**RECORD EXCERPTS**
★ ★ ★ ★ ★

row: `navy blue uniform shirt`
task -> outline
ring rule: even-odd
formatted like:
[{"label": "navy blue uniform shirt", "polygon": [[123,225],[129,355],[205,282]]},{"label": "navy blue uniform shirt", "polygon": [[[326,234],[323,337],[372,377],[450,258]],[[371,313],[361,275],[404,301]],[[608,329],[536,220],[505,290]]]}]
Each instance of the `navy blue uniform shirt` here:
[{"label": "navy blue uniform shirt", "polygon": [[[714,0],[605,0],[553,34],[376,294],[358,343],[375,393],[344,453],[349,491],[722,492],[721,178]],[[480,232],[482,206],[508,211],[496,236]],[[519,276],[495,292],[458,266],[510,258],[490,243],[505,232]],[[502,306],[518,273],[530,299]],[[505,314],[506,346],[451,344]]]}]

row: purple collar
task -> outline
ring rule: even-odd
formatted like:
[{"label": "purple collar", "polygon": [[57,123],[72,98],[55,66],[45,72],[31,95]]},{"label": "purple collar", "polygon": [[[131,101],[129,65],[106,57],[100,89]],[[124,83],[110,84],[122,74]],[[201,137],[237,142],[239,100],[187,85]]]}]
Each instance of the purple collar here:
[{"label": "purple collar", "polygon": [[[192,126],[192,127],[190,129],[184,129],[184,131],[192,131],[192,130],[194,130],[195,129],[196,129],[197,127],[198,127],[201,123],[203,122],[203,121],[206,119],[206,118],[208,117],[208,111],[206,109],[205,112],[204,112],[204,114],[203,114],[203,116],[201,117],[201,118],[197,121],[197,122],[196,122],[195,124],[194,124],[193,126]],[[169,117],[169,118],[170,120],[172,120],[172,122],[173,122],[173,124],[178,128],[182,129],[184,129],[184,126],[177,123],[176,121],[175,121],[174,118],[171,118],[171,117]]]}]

★ ★ ★ ★ ★

**STATED EXERCISE**
Copy all of the data exactly.

**COMPLETE ANSWER**
row: `navy blue uniform shirt`
task -> outline
ring rule: even-odd
formatted like:
[{"label": "navy blue uniform shirt", "polygon": [[123,225],[129,355],[205,282]]},{"label": "navy blue uniform shirt", "polygon": [[[326,234],[323,337],[372,377],[450,258]],[[371,313],[361,275],[404,301]],[[608,329],[536,220],[505,290]]]}]
Each instance of the `navy blue uniform shirt` here:
[{"label": "navy blue uniform shirt", "polygon": [[[714,0],[605,0],[553,34],[376,294],[358,343],[375,393],[344,453],[349,491],[722,492],[721,178]],[[480,232],[482,206],[508,211],[496,236]],[[519,276],[495,292],[458,266],[510,258],[490,243],[505,232]],[[502,306],[518,273],[530,299]],[[505,314],[506,346],[451,344]]]}]

row: purple collar
task -> outline
ring rule: even-odd
formatted like:
[{"label": "purple collar", "polygon": [[57,123],[72,98],[55,66],[45,72],[31,95]]},{"label": "purple collar", "polygon": [[[131,101],[129,65],[106,57],[100,89]],[[124,83],[110,84],[122,74]],[[201,137],[237,142],[239,100],[187,85]]]}]
Each instance of the purple collar here:
[{"label": "purple collar", "polygon": [[[192,126],[192,127],[190,129],[184,129],[184,131],[192,131],[192,130],[194,130],[195,129],[196,129],[197,127],[198,127],[201,123],[203,122],[203,121],[206,119],[206,118],[208,117],[208,111],[206,109],[205,112],[204,112],[204,114],[203,114],[203,116],[201,117],[201,118],[197,121],[197,122],[196,122],[195,124],[194,124],[193,126]],[[169,117],[169,118],[170,120],[172,120],[172,122],[173,122],[173,124],[178,128],[182,129],[184,129],[184,126],[177,123],[176,121],[175,121],[174,118],[171,118],[171,117]]]}]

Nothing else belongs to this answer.